Problem statement: Rewrite the items from the line containing "The call MUST return, for every instance of the frozen" through the end of the records, replacing "frozen ground" with "icy ground" and leaving everything else unchanged.

Record extracts:
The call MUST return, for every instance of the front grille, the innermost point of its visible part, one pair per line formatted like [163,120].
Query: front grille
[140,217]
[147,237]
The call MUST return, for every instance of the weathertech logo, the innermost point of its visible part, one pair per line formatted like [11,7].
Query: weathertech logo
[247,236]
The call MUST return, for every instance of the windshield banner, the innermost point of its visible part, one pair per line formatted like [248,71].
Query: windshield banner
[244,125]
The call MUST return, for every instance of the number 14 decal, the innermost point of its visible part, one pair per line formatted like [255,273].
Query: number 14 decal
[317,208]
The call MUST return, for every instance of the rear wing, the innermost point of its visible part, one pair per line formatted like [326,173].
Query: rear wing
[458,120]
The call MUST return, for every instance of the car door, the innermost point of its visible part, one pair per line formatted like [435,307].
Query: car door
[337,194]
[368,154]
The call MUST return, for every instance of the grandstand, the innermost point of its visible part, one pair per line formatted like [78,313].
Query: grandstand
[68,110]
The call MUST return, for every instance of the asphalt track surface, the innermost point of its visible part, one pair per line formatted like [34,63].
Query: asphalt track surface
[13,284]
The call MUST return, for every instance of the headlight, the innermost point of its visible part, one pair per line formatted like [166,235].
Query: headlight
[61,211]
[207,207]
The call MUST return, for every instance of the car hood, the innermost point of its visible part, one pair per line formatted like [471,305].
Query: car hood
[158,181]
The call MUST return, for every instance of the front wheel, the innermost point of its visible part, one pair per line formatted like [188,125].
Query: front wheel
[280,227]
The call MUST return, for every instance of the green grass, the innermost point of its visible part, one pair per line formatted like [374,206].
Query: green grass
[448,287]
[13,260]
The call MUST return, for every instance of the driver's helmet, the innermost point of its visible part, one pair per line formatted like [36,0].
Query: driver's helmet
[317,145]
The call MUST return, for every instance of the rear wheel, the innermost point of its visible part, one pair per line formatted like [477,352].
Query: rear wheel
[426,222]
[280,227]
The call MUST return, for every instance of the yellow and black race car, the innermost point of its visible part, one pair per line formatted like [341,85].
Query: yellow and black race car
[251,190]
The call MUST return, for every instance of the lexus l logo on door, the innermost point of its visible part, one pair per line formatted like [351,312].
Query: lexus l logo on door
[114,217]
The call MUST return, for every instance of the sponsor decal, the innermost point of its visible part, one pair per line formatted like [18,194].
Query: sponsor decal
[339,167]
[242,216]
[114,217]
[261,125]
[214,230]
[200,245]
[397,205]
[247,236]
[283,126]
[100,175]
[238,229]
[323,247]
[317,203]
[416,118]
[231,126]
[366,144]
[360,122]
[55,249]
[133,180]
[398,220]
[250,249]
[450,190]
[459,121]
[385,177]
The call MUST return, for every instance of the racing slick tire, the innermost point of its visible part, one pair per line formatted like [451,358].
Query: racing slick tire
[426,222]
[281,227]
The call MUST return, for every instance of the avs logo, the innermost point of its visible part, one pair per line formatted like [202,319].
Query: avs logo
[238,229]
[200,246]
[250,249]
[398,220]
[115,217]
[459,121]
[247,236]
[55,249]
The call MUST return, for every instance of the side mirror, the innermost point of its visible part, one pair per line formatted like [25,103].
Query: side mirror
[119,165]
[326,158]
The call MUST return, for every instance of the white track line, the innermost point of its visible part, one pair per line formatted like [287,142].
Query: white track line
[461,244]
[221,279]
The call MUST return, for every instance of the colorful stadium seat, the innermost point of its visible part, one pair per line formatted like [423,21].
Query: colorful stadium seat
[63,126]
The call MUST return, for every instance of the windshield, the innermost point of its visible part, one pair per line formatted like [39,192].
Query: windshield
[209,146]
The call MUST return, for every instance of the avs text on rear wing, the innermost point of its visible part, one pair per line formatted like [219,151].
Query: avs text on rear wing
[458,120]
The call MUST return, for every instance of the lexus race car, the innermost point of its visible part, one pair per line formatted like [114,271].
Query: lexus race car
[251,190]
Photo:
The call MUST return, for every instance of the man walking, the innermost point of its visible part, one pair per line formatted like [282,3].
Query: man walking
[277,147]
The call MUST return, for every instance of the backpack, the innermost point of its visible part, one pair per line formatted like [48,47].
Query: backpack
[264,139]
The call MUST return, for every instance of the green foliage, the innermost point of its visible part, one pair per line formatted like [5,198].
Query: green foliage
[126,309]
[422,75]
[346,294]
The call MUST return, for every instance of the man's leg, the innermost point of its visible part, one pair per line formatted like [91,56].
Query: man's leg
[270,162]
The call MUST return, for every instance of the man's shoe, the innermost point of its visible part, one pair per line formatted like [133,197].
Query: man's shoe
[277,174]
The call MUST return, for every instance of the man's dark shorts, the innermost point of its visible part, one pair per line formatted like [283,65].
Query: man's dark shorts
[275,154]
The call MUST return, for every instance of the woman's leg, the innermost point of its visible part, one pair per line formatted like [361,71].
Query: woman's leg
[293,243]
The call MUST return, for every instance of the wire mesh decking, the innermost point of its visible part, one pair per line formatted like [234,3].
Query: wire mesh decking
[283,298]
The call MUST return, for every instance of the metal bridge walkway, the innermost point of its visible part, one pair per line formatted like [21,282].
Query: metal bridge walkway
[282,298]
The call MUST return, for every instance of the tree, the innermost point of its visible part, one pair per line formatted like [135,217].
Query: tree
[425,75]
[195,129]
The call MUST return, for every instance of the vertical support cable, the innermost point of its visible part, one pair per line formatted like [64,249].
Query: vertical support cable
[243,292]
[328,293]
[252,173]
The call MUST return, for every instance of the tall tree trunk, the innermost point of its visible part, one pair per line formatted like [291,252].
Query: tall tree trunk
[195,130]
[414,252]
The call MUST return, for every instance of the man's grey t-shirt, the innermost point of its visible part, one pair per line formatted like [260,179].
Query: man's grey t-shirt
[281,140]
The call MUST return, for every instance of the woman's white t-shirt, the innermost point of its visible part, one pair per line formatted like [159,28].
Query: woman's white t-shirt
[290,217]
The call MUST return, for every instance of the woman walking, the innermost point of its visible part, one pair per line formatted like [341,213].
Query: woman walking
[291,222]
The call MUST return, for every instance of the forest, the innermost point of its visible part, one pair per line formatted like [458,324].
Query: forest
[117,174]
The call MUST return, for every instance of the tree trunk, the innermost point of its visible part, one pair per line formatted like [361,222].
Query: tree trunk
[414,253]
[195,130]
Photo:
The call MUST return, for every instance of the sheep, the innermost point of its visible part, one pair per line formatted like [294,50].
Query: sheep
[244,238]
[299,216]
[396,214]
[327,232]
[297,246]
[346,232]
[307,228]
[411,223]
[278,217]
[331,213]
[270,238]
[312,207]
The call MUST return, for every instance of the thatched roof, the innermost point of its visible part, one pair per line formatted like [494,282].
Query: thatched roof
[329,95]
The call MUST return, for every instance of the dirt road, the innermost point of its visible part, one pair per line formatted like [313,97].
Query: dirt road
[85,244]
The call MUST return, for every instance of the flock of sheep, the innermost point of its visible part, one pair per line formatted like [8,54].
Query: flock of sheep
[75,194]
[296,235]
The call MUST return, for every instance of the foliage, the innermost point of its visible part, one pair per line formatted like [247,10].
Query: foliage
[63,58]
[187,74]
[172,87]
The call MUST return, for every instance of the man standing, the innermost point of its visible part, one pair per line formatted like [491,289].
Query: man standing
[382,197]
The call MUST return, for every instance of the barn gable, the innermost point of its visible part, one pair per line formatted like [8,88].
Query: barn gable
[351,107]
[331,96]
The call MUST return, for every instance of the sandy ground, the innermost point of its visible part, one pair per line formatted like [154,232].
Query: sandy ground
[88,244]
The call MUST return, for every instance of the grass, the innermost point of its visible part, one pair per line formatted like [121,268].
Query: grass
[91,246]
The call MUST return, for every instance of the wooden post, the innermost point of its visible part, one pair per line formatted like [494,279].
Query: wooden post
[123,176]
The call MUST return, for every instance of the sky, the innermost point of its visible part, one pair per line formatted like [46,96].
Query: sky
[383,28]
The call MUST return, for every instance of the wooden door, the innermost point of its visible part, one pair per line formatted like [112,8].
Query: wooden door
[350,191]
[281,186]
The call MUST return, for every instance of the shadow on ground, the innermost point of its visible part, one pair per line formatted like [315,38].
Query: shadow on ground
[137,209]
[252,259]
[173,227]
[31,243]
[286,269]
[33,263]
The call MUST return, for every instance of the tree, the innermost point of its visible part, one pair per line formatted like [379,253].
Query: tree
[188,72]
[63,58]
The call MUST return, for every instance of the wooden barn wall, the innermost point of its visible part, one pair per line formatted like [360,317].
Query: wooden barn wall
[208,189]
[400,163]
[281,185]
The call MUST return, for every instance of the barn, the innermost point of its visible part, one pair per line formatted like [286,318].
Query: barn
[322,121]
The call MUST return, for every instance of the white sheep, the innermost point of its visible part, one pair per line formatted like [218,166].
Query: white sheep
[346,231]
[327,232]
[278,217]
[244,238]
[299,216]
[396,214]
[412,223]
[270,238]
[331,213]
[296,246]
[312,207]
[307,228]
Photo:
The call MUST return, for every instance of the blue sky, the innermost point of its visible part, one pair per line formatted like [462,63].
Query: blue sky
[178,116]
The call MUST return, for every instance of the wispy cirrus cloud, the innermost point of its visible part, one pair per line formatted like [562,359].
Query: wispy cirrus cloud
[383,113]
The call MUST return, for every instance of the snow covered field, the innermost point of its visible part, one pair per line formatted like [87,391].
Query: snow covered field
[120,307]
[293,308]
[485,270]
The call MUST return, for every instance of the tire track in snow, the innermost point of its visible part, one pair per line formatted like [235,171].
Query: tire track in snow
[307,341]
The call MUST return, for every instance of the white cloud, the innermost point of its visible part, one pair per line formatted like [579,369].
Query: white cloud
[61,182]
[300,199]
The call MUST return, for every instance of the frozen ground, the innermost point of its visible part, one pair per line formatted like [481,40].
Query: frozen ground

Written reply:
The call MUST return, for every instance of the icy ground, the innermost point of its visible part, one pair per line formatted like [481,40].
Query: icy ground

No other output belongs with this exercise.